▸ Given task: Add 122 to every coordinate in the answers of the data below, starting at the line that contains "Each instance of the sheep head" and ending at the end of the data. Write out that whole stretch again, keeping every other line unchanged.
## START The data
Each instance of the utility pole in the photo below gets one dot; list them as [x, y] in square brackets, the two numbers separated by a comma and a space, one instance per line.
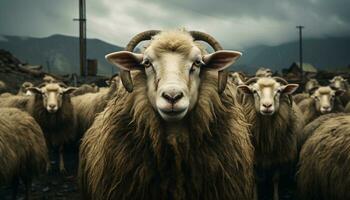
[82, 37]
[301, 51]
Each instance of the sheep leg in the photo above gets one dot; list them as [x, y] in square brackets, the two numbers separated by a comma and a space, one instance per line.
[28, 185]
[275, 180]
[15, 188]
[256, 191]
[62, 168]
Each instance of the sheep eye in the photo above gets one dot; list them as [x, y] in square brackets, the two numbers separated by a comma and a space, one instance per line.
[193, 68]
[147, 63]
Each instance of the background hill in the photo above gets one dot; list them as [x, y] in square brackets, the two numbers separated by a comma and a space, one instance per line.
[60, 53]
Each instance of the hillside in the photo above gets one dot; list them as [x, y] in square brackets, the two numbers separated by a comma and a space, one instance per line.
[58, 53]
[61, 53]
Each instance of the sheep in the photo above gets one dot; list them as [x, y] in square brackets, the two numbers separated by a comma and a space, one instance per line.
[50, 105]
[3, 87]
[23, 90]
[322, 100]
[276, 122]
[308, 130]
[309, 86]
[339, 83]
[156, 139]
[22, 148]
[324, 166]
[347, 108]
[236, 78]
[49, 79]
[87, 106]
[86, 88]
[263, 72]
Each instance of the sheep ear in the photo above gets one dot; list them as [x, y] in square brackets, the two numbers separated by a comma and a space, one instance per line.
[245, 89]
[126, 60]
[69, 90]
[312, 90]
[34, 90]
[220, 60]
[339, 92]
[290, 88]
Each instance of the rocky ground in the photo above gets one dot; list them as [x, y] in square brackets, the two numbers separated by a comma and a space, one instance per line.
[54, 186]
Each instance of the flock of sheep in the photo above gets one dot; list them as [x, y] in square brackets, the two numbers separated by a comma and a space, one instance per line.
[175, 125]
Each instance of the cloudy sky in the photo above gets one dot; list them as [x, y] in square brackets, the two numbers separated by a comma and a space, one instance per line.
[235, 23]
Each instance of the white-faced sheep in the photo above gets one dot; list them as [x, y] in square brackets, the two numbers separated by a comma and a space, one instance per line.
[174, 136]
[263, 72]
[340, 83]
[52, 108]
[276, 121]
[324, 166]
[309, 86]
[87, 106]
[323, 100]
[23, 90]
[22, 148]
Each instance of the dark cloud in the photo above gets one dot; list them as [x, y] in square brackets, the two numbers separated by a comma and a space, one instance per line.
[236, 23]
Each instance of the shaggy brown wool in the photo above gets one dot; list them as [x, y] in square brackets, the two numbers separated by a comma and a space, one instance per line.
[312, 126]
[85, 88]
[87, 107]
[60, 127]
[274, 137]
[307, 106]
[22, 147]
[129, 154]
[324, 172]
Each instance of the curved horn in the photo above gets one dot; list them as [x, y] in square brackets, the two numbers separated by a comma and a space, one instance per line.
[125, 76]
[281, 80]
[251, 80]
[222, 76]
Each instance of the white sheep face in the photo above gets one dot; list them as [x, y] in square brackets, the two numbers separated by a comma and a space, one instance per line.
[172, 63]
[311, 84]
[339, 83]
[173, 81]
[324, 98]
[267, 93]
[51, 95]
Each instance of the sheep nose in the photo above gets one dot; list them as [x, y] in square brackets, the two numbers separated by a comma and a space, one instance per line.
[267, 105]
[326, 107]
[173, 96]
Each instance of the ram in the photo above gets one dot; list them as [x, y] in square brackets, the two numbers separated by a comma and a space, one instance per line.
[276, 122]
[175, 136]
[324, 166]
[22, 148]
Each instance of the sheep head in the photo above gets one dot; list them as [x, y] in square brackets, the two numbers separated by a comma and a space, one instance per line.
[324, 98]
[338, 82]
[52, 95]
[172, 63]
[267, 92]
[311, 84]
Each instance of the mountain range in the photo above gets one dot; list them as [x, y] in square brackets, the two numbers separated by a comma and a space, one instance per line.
## END The data
▸ Result for this exercise:
Each instance of the sheep head in the photo above gets one dot; list them as [x, y] in square brackets, the two numbers separated by a comma and a space, one instance per line.
[446, 220]
[460, 204]
[174, 217]
[294, 185]
[389, 214]
[433, 206]
Each instance of the mountain range in the photo above gets one dot; list them as [x, y] in square brackets, the two numbers separated by a comma and a space, one instance per line.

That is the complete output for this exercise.